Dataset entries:
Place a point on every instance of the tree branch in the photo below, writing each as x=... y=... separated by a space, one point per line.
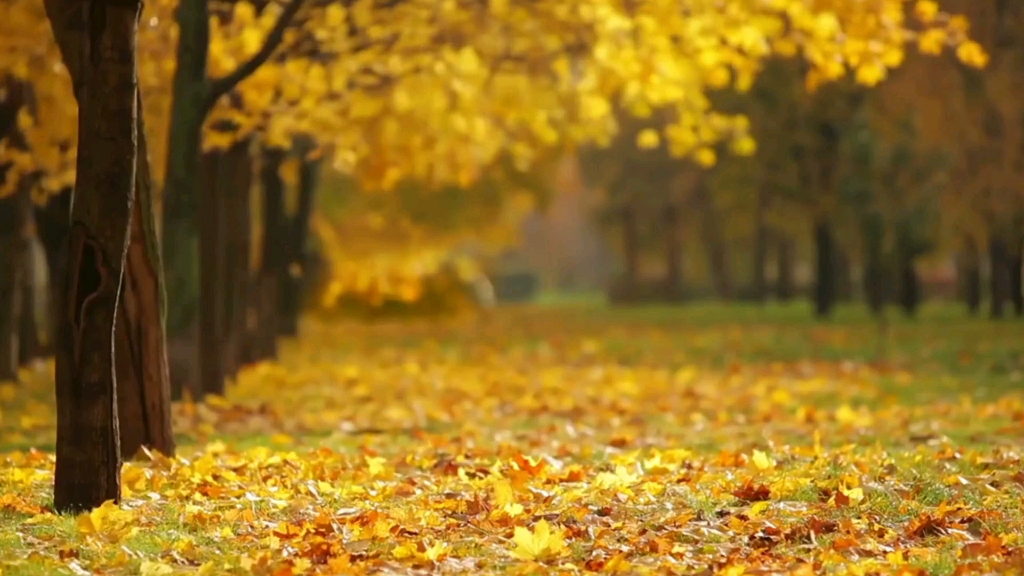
x=221 y=86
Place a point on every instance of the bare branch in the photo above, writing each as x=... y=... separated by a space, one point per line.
x=221 y=86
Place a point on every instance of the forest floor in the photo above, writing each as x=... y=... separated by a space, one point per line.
x=700 y=440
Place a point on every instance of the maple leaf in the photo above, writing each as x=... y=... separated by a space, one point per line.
x=539 y=543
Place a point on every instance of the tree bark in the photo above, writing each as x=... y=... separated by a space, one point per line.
x=101 y=59
x=673 y=252
x=999 y=282
x=762 y=236
x=718 y=256
x=273 y=263
x=824 y=288
x=290 y=297
x=14 y=237
x=971 y=275
x=786 y=261
x=143 y=380
x=238 y=176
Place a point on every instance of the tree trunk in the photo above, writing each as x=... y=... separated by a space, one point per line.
x=143 y=380
x=274 y=257
x=824 y=288
x=999 y=266
x=237 y=176
x=88 y=461
x=212 y=286
x=762 y=237
x=673 y=252
x=631 y=248
x=290 y=297
x=786 y=261
x=971 y=275
x=53 y=227
x=718 y=256
x=14 y=237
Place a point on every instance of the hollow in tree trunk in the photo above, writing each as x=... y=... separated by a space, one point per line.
x=102 y=65
x=673 y=252
x=824 y=287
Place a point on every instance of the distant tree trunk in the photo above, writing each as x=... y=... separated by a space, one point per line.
x=140 y=343
x=824 y=288
x=14 y=236
x=211 y=270
x=631 y=247
x=1016 y=279
x=876 y=272
x=673 y=251
x=762 y=238
x=999 y=266
x=273 y=264
x=786 y=261
x=98 y=46
x=238 y=176
x=971 y=275
x=290 y=296
x=718 y=255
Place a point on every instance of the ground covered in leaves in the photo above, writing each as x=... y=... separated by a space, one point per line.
x=693 y=441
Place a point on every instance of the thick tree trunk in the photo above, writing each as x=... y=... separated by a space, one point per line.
x=143 y=381
x=673 y=252
x=88 y=461
x=290 y=297
x=824 y=288
x=718 y=255
x=212 y=286
x=999 y=282
x=970 y=275
x=14 y=237
x=263 y=340
x=786 y=262
x=237 y=179
x=53 y=227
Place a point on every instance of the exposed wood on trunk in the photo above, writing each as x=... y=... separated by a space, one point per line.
x=143 y=380
x=99 y=50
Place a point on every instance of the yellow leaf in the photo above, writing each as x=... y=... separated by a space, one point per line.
x=155 y=569
x=539 y=543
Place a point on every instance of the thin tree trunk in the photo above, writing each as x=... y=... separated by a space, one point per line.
x=274 y=257
x=971 y=275
x=824 y=288
x=14 y=230
x=631 y=248
x=999 y=266
x=212 y=286
x=718 y=255
x=143 y=380
x=100 y=52
x=673 y=252
x=762 y=237
x=237 y=172
x=786 y=261
x=290 y=297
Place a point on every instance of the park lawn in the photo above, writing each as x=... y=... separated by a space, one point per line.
x=574 y=439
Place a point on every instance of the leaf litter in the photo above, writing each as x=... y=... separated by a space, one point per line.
x=536 y=444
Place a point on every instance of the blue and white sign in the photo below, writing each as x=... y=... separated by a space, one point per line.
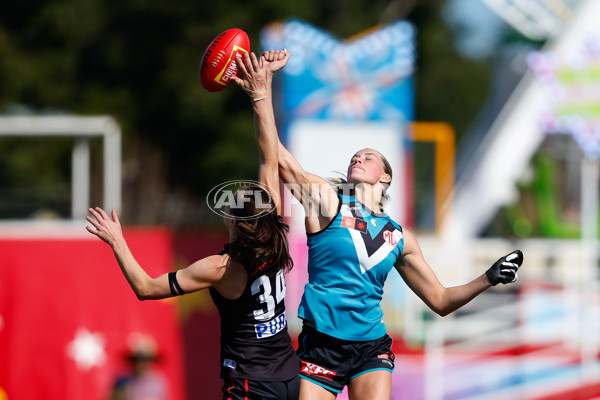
x=363 y=78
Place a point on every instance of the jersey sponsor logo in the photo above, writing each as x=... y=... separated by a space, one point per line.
x=391 y=238
x=272 y=327
x=354 y=223
x=370 y=250
x=315 y=370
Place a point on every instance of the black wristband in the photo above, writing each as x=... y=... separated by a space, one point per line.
x=176 y=290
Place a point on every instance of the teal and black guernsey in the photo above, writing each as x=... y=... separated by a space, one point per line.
x=348 y=263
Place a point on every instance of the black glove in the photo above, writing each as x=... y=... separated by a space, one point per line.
x=505 y=269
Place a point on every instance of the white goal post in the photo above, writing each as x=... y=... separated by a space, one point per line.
x=82 y=129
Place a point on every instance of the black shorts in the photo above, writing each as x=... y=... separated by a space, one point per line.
x=246 y=389
x=331 y=363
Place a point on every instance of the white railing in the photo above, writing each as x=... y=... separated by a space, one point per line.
x=545 y=340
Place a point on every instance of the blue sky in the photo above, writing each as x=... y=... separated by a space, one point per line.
x=478 y=29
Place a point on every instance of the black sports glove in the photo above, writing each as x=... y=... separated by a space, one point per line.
x=505 y=269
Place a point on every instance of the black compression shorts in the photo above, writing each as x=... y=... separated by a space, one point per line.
x=246 y=389
x=332 y=363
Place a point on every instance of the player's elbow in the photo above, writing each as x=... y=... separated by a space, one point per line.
x=440 y=305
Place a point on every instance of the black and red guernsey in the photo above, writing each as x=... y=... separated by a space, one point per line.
x=255 y=343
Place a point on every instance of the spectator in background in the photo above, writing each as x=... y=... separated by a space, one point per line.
x=143 y=382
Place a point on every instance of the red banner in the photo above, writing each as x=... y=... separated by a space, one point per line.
x=66 y=313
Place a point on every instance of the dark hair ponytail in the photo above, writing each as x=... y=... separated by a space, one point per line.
x=261 y=235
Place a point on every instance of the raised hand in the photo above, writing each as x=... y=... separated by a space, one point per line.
x=253 y=76
x=276 y=59
x=505 y=269
x=106 y=228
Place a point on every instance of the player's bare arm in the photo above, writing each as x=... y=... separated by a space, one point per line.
x=210 y=271
x=419 y=276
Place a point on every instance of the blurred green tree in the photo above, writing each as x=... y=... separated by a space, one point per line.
x=138 y=61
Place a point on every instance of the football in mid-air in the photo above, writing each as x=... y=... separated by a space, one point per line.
x=218 y=63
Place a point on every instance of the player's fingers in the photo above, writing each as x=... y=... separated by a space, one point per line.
x=241 y=65
x=237 y=81
x=254 y=60
x=93 y=222
x=103 y=213
x=115 y=216
x=268 y=55
x=95 y=214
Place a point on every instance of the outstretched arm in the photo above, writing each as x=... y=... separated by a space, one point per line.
x=255 y=76
x=204 y=273
x=419 y=276
x=313 y=192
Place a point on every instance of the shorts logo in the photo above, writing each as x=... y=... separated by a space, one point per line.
x=315 y=370
x=387 y=358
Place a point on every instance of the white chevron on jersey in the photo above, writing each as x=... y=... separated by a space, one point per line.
x=367 y=262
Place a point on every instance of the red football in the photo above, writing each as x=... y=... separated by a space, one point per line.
x=218 y=62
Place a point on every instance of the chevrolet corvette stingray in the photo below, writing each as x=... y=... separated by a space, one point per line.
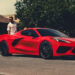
x=44 y=42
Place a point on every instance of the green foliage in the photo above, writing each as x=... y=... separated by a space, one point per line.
x=57 y=14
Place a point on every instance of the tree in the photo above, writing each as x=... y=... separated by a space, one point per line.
x=57 y=14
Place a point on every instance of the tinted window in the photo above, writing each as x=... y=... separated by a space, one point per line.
x=51 y=32
x=29 y=33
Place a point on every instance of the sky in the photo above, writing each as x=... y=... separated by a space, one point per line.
x=7 y=7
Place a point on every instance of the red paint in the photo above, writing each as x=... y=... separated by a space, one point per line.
x=29 y=45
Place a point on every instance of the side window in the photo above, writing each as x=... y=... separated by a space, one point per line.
x=29 y=33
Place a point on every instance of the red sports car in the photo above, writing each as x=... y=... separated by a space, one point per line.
x=42 y=42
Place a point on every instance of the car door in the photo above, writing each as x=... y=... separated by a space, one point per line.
x=29 y=41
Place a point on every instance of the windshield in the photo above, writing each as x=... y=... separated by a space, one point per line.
x=51 y=32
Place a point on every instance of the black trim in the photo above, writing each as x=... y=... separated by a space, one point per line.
x=16 y=41
x=24 y=50
x=63 y=49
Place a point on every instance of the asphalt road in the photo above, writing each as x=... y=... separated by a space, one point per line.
x=33 y=65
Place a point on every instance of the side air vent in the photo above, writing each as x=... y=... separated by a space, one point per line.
x=63 y=49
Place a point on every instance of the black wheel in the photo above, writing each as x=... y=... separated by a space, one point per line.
x=45 y=50
x=4 y=49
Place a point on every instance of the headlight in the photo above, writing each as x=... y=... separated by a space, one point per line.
x=59 y=40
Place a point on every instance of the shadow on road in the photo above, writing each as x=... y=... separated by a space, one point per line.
x=54 y=58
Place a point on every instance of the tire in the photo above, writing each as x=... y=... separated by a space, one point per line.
x=45 y=50
x=4 y=49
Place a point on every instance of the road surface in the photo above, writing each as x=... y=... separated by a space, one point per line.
x=33 y=65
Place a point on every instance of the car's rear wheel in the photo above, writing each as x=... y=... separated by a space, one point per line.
x=45 y=50
x=4 y=48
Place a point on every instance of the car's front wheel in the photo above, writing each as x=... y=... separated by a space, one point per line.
x=4 y=48
x=45 y=50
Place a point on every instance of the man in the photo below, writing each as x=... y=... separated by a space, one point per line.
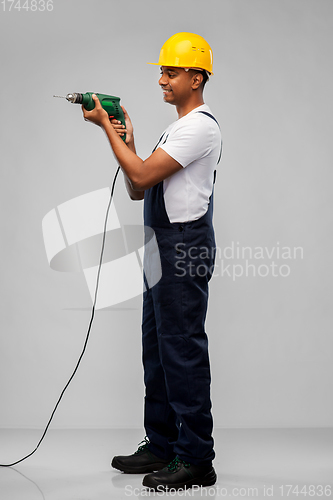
x=176 y=183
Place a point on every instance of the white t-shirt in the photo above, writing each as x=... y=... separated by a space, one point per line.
x=195 y=142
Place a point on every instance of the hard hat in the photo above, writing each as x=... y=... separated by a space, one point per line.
x=186 y=50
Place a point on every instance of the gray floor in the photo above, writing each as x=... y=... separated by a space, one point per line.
x=250 y=463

## Prompt
Starting with the line that contains "Place a point on every instance of the car's rear", reproduce every line down to the end of the listing above, both endpoints included. Pictures stay out.

## Full response
Place a point on every instance of the car's rear wheel in the photo above, writing each as x=... y=... separated by a space, one point per line.
x=45 y=50
x=4 y=48
Place a point on every instance of the car's front wheel in the photo above, writing each as x=... y=... separated by a space, one point per line.
x=4 y=48
x=45 y=50
Place a point on every instance of the man in the photo below, writing each as x=... y=... separated by a space, one point per line.
x=176 y=183
Place a point on every instance of the white t-shirt in the photo above, writing each as x=... y=... separated by a space, one point per line.
x=195 y=142
Place a point on every instance of the hard hat in the photo above, writing each as x=... y=... separated by a space, one point per line.
x=186 y=50
Place a point on every instance of the gray floor in the photo above, writing each as x=... y=... separated by a space, one point per line.
x=250 y=463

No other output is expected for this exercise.